* _TEXT PASSAGE_:

=======

The huge goldfish of Western Australia are anything but adorable: Over the last 15 years, Lieu reports, they've taken to freshwater rivers in ever-greater numbers along with a host of other aquarium fish. In a new study published in the journal Ecology of Freshwater Fish, researchers reveal how the fish have spread throughout Australian waterways, and grown ever larger as they go.
The fish are not just big, the study found, they're incredibly mobile. In just five days, they can travel an average of one mile in the river. One intrepid fish went a whopping 3.35 miles in a mere 24 hours.
Over a year-long period, researchers tracked the movements of goldfish in the lower Vasse River, using acoustic testing and tagging to determine what fish were doing. The goldfish studied didn't just swim around -- they appear to have spawned in what ecologists call a "spawning migration," a pattern in which fish breed in areas far away from their normal hangouts.

That's bad news, Stephen Beatty, a senior research fellow at Murdoch University's Centre for Fish & Fisheries Research who led the study, tells
"The fact that they're so big is really symptomatic of the other impacts in the river," says Beatty. The river, he explains, is warm and stagnant, perfect conditions for pet goldfish who make their way into waterways after being released by their owners.

=======

* _DATA_:
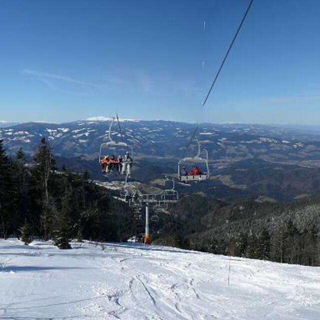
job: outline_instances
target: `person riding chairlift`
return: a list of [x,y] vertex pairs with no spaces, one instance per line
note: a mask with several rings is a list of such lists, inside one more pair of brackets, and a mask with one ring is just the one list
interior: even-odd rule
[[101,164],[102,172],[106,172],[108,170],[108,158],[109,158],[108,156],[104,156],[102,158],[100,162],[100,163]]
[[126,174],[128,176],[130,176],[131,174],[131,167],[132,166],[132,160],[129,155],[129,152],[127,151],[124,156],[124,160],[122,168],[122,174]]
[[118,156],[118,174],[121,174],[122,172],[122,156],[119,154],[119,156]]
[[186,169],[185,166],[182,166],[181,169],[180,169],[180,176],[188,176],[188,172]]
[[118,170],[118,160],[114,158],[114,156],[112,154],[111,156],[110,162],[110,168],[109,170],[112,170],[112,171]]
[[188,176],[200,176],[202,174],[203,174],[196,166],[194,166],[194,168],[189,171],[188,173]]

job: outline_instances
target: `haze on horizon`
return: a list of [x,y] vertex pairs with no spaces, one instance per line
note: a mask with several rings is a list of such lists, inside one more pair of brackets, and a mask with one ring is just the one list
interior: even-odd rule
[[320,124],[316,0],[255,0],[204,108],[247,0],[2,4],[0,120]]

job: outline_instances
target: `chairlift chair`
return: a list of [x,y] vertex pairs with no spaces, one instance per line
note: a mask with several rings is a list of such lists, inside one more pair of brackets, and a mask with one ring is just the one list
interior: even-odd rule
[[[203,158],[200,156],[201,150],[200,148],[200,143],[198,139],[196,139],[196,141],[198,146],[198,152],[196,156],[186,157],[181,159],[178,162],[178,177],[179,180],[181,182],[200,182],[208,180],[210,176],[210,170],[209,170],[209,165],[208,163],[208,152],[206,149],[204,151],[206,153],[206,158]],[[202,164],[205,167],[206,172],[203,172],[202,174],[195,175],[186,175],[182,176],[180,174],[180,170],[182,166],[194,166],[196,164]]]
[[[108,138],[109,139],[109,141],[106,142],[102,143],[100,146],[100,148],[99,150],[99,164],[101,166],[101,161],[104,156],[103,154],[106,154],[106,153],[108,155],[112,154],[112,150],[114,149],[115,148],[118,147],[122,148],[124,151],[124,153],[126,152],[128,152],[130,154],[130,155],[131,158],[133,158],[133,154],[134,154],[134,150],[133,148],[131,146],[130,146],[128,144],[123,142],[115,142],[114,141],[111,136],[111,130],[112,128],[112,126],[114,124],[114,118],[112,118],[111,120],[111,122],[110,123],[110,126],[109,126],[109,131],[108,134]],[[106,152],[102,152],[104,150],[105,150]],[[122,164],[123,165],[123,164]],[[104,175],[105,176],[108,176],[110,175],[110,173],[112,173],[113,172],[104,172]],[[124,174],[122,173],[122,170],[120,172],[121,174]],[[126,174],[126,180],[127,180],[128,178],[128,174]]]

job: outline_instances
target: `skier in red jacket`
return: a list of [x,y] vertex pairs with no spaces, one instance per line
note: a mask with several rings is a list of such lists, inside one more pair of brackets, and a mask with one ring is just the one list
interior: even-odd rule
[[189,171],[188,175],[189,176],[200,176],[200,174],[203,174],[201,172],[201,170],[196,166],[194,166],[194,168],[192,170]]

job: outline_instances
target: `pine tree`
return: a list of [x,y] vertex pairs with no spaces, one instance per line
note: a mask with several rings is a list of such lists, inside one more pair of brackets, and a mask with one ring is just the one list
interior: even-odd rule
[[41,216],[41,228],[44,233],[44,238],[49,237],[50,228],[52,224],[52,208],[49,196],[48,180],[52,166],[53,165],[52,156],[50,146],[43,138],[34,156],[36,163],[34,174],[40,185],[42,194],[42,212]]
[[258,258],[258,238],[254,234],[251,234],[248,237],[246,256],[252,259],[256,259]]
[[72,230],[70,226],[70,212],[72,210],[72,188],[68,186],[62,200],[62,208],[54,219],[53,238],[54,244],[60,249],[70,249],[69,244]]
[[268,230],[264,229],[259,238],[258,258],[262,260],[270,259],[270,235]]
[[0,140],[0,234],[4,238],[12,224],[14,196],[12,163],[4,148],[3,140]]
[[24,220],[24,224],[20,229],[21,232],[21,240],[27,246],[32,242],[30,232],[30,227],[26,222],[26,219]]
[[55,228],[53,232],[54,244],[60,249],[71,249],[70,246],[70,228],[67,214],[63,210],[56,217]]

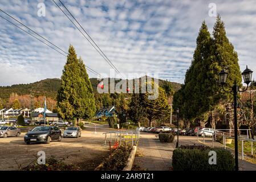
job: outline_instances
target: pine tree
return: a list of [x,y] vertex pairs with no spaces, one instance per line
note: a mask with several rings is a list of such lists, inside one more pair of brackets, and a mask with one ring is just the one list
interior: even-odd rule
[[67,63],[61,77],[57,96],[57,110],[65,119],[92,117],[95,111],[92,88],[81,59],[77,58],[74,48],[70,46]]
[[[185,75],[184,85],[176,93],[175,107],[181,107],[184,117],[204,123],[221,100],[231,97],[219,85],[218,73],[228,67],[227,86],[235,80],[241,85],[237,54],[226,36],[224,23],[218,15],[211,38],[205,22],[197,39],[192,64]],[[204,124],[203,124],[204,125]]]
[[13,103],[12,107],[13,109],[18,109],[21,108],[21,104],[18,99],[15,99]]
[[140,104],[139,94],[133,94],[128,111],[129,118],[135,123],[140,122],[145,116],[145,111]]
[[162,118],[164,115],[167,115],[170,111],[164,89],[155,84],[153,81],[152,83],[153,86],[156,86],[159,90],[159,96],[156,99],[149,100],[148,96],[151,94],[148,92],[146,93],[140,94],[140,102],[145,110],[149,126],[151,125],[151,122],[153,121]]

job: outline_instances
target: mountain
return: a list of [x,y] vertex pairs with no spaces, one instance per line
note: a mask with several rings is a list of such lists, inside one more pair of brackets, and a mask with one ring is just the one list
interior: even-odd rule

=======

* _REQUIREMENT_:
Could you continue the article about Western Australia's giant goldfish, picking up right after its last sentence?

* _RESULT OF THIS TASK_:
"The goldfish have really capitalized on that," he says. Not only do the goldfish disturb the habitat and potentially consume invertebrates and fish eggs, his team suspects that they are also disease vectors.
Carassius auratus originated in Asia and are now kept as pets the world over. But when they're released into the wild, the well-behaved fish tank friend becomes a foe to other wildlife. Not only do they grow without the constraints of a tank and commercial fish food, but their feeding frenzy also causes mud and debris to rise from the bottom of the river. That fuels the growth of aquatic plants, which can degrade the river even further.
And while splashing around in the warm, nutrient-rich environment they love, they breed like crazy.
It's become an issue throughout the world: a Boulder, Colorado lake teems with the fish and in Alberta, Canada, the problem has become so bad that officials pleaded with the public not to release them.
For Beatty, all that press is a good thing: "They're a bit of a flagship because they do get that media attention," he concedes. But their star status has a downside - a misconception that if your goldfish is tiny, it won't hurt to drop it in a lake or river.
"Introduced species can have really unpredictable impacts, even cute and fuzzy ones," he says. "Please don't release anything into rivers or wetlands that are not native there."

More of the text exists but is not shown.